Assigned task A:
Using the text about September 11 survivors, answer these questions:
(i) From which floor of the south tower did Desiree Bouchat escape?
(ii) How long is the walk Bruce Powers repeats each year, and where does it start?
(iii) What unit was Mark DeMarco an officer in?
Assigned task B:
Carry on the text about September 11 survivors after its final sentence.

Reading text:
A work opportunity pulled them back to San Francisco in 2009. They loved it, until the pandemic made them rethink their lives again. They moved back last year.

Desiree Bouchat
Desiree Bouchat poses for a photo at the World Trade Centre in New York (AP)

Aon Corp worker Desiree Bouchat managed to escape from the 101st floor of the south tower.

“Some days, it feels like it happened yesterday,” she says.

At first, people believed the plane crash at the north tower was accidental. There was no immediate evacuation order for the south tower. But Ms Bouchat’s colleague, James Patrick Berger, ushered her and several other workers to the elevators, then turned back to check for more people.

Just as Ms Bouchat exited the south tower, another plane slammed into it. Nearly 180 Aon workers perished, including Mr Berger.

For a while, she said she told everyone, including herself: “I’m fine. I’m alive.”

But “I was a walking zombie,” she says now.

She could not multi-task any more. Remarks that used to bother her stirred no reaction. She was functioning, but through a fog that took more than a year to lift.

Ms Bouchat eventually felt that she needed to talk about 9/11. The resident of Springfield, New Jersey, now leads tours for the 9/11 Tribute Museum.

So does Bruce Powers, who also annually repeats every year his seven-mile walk home from the Pentagon on 9/11. The walk and tours “serve well in helping me deal with what happened,” says Mr Powers, 82, a now-retired Navy aviation planner.

Desiree Bouchat
A survivor of the 9/11 attacks on the World Trade Centre, looks at photos of those who perished (AP)

For a time after 9/11, Police Department officer Mark DeMarco replayed the “what-ifs” in his mind. If he had gone right instead of left. A bit earlier. Or later.

“I couldn’t figure out how I got out of there alive,” he says.

After helping evacuate the north tower, the Emergency Service Unit (ESU) officer was surrounded by a maze of debris when parts of the skyscraper tumbled onto a smaller building where he had been directed. Some officers with him were killed.

Data shown:
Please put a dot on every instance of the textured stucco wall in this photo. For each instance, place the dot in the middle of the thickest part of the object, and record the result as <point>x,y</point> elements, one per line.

Written answer A:
(i) The 101st floor.
(ii) Seven miles, starting from the Pentagon.
(iii) The Emergency Service Unit (ESU) of the Police Department.

Written answer B:
As he inched his way out in darkness with two other officers, Mr DeMarco nearly tumbled into a crater carved by the collapse.

Now 68 and retired, Mr DeMarco still wears a wristband with the names of the 14 ESU members killed that day. He worries that the public memory of the attacks is fading.

“Have fun with life. Don’t be afraid,” he says. “But be mindful.”

Guy Sanders
Guy Sanders (AP)

Emergency medical technician Guy Sanders recalls a tsunami of dust so thick that it clogged his surgical mask.

The 47-storey building at 7 World Trade Centre had just collapsed, about seven hours after the burning towers fell and debris ignited fires in the smaller high-rise.

A part-time EMS supervisor, Mr Sanders had scrambled to respond from his day job. He was en route when the towers collapsed, killing eight EMA workers, including his colleague Yamel Merino.

However, 9/11 only deepened his commitment to EMS. He soon went full-time.

“I never wanted to be in a situation where people needed me and I couldn’t immediately respond,” says Mr Sanders, 62, now living near Orangeburg, South Carolina.

However, health problems – including a rare cancer that the federal government has linked to Trade Centre dust exposure – forced his 2011 retirement.

The September 11 memorial
The names of the victims on the National September 11 Memorial (AP)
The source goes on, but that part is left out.